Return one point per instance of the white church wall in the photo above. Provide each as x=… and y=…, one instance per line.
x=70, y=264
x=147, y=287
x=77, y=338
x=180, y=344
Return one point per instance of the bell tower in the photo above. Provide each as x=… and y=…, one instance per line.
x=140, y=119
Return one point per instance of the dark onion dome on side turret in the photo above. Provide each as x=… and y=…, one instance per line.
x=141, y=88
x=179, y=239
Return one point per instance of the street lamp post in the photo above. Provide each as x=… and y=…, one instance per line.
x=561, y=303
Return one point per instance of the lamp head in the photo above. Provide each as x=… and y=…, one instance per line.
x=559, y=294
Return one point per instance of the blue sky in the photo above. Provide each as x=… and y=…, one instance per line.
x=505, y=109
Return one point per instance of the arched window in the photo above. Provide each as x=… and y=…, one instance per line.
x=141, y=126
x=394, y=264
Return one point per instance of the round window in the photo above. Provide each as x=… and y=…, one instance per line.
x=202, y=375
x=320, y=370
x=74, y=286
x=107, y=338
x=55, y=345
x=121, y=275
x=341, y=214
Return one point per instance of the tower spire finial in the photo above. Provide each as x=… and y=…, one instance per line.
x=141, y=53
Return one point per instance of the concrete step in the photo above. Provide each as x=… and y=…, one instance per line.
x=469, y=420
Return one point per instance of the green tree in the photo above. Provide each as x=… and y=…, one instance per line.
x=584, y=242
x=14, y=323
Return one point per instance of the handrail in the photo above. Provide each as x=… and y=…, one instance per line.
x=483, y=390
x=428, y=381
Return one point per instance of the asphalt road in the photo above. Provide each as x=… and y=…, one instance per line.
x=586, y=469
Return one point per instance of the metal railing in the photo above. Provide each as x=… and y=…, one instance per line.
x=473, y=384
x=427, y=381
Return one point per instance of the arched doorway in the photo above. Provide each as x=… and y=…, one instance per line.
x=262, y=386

────

Task prompt
Your answer should consist of every record, printed exactly as given.

Output below
Return one point per instance of the white church wall in the photo above. Provide each as x=… and y=…, one instance per line.
x=70, y=264
x=147, y=287
x=77, y=338
x=180, y=344
Return one point per instance of the bell tower in the photo above. Provide each as x=… and y=…, one instance per line.
x=140, y=119
Return one point per instance of the dark onion dome on side turret in the photo above. Provide each as x=… and y=…, one instance per line.
x=141, y=88
x=179, y=239
Return one point per instance of the street lamp post in the photo above. Provide each as x=… and y=…, one instance per line.
x=561, y=303
Return one point per instance of the lamp head in the photo above. Provide each as x=… and y=…, one instance per line.
x=559, y=294
Return one point per instance of the blue sky in the photo above. Provide each as x=… and y=…, one instance per line.
x=505, y=109
Return one point per instance of the arched window in the photo above. Provide each as x=… and y=…, one instance per line.
x=141, y=126
x=394, y=264
Return one point per instance of the round window in the photo above. Provide each as x=… and y=…, one instance per line.
x=202, y=375
x=320, y=370
x=74, y=286
x=107, y=338
x=55, y=345
x=121, y=275
x=341, y=214
Return one point per instance of the tower spire finial in the photo above. Provide each as x=… and y=…, one instance per line.
x=141, y=53
Return one point per instance of the concrete step in the photo above. Provide each as x=… and y=…, one instance per line.
x=469, y=420
Return one point per instance of the green tree in the photo above. Provide each as x=… and y=…, one instance per line.
x=584, y=242
x=14, y=323
Return one point per instance of the handrail in the photo above. Provide each as x=… and y=…, one instance per line.
x=483, y=390
x=428, y=381
Return one point per instance of the asphalt road in the photo above. Provide each as x=… and y=…, one instance per line.
x=586, y=469
Return one point per instance of the metal railing in the photo above. Provide each as x=… and y=…, one instance per line.
x=473, y=384
x=427, y=381
Return one point per instance of the arched doorway in the photo above. Provide each as x=… and y=…, one instance per line.
x=262, y=386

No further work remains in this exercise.